___ INPUT ROWS

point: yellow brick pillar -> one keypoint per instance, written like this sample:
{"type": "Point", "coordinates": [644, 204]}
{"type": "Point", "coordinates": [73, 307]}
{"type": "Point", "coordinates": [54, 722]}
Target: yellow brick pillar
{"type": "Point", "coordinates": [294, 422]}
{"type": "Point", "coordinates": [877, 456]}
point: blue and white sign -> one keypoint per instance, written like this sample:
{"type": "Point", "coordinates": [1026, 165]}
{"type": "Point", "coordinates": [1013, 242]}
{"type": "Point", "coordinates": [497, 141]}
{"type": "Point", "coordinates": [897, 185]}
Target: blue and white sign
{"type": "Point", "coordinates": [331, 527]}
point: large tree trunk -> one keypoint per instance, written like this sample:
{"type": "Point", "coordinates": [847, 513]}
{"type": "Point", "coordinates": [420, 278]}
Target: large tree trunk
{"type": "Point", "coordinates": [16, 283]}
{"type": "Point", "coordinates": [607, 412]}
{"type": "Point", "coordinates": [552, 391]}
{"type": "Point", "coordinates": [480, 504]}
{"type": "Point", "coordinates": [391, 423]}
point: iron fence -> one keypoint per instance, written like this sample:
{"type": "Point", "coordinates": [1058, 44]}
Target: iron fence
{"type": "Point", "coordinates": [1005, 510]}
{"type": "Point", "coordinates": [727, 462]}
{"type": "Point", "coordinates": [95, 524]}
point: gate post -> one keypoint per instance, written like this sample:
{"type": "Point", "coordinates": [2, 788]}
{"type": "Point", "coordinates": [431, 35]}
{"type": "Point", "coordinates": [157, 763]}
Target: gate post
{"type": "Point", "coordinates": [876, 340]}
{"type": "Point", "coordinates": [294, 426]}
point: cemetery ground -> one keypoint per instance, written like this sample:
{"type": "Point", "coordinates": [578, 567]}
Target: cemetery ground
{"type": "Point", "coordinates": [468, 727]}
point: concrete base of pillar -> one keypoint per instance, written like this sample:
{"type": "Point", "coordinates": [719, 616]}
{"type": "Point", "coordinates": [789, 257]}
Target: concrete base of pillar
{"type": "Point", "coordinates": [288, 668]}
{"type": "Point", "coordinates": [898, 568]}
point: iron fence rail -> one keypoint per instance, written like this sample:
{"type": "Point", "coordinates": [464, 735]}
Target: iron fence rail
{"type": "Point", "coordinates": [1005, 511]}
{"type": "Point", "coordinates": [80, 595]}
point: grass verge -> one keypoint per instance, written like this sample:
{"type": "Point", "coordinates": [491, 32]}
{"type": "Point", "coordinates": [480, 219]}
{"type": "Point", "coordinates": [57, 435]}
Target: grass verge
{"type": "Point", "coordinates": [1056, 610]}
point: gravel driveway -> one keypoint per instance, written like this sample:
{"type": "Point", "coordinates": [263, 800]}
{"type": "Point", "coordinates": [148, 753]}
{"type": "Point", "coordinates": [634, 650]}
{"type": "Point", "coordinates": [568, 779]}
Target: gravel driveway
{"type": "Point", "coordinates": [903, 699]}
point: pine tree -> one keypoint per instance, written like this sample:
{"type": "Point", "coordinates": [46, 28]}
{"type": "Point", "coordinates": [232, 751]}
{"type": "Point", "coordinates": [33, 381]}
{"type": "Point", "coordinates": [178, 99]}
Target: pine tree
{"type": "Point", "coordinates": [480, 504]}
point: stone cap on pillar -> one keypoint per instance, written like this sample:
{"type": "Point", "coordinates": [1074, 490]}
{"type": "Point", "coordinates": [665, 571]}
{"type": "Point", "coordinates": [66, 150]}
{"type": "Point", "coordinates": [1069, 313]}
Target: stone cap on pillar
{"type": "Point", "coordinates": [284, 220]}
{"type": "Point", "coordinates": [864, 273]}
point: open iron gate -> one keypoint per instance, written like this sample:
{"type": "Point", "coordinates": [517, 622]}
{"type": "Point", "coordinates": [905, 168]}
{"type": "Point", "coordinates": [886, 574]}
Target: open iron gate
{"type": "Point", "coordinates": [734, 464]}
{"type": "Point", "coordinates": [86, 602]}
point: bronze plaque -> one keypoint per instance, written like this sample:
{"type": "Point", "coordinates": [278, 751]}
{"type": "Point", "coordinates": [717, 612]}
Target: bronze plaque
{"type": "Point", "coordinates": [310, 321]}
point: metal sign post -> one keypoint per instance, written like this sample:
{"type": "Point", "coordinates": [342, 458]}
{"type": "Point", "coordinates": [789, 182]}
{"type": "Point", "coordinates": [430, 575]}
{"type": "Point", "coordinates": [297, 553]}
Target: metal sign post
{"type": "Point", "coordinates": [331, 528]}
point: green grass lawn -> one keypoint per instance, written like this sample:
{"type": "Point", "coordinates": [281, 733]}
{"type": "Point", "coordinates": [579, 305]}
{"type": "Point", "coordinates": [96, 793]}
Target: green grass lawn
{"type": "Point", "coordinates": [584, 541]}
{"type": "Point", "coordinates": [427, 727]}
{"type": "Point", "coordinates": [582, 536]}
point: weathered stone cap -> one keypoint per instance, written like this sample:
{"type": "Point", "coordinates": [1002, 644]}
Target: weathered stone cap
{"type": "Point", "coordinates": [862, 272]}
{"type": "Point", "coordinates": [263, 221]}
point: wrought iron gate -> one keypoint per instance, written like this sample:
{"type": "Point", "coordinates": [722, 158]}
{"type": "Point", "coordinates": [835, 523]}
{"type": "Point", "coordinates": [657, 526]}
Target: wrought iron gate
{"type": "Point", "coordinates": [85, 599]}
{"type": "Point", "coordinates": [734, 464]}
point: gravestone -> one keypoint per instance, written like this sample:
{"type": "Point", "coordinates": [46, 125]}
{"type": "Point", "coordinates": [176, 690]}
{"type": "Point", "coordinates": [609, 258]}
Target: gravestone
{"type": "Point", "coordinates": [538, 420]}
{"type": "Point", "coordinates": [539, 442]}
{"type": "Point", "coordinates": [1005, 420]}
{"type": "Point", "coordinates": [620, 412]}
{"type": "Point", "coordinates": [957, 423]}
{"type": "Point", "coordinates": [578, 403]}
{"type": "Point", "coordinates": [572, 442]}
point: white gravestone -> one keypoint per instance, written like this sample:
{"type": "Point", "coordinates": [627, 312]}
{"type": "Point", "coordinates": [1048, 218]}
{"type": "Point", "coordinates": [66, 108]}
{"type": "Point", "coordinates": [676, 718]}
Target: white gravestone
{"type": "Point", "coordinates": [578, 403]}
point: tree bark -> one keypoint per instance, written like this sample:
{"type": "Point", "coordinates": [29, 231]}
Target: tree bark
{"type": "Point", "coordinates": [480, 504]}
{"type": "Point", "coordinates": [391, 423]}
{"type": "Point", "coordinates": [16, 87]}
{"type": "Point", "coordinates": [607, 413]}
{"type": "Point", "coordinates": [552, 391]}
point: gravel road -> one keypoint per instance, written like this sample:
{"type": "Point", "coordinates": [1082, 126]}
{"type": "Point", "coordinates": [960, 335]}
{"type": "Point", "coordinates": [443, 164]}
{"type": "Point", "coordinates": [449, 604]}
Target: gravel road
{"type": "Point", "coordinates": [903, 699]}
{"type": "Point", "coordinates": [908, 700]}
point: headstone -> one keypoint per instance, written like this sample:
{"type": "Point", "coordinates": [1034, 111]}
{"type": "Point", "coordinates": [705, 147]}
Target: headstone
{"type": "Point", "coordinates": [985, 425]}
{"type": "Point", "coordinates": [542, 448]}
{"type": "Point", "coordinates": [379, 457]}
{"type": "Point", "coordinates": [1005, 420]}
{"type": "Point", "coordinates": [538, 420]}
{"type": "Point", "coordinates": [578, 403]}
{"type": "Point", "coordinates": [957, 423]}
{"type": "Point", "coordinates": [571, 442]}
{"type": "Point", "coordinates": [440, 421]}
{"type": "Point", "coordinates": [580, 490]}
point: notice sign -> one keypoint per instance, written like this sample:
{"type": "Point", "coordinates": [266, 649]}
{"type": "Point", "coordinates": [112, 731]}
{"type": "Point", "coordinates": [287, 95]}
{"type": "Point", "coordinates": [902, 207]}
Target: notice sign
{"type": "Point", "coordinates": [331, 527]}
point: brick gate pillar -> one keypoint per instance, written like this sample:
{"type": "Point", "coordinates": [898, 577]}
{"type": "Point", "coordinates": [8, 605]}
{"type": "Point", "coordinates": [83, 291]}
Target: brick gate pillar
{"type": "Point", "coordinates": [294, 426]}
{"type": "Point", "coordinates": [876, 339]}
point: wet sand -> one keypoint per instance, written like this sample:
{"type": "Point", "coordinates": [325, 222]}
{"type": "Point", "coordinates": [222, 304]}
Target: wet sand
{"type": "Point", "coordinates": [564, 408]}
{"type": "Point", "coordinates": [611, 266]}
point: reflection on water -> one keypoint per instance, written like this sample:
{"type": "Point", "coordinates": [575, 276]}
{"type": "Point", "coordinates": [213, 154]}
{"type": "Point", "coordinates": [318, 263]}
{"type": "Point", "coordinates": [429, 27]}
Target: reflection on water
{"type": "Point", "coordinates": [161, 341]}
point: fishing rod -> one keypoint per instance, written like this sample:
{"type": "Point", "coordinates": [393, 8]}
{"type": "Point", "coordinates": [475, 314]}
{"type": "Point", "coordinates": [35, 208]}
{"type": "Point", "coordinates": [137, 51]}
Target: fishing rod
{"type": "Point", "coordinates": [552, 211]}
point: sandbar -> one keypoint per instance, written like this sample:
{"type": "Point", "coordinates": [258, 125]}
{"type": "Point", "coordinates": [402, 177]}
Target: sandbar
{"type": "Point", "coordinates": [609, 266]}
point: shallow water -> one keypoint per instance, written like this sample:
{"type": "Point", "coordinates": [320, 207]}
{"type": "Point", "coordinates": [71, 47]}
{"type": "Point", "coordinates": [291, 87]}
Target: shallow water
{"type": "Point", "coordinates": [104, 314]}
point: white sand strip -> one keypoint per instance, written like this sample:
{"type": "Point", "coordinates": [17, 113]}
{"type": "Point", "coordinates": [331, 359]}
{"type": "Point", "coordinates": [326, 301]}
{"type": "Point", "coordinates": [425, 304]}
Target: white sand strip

______

Look above for the line containing "point: sandbar ->", then transcribe it and all lines after it through the last, exactly and with nothing else.

point: sandbar -> one keypoint per instance, written like this sample:
{"type": "Point", "coordinates": [258, 125]}
{"type": "Point", "coordinates": [402, 177]}
Target: sandbar
{"type": "Point", "coordinates": [609, 266]}
point: shallow water -> one keypoint per instance, written like this sample:
{"type": "Point", "coordinates": [320, 207]}
{"type": "Point", "coordinates": [71, 47]}
{"type": "Point", "coordinates": [291, 87]}
Target: shallow water
{"type": "Point", "coordinates": [104, 314]}
point: white sand strip -> one keypoint per instance, written like this sample:
{"type": "Point", "coordinates": [17, 113]}
{"type": "Point", "coordinates": [331, 359]}
{"type": "Point", "coordinates": [326, 301]}
{"type": "Point", "coordinates": [425, 304]}
Target: white sand strip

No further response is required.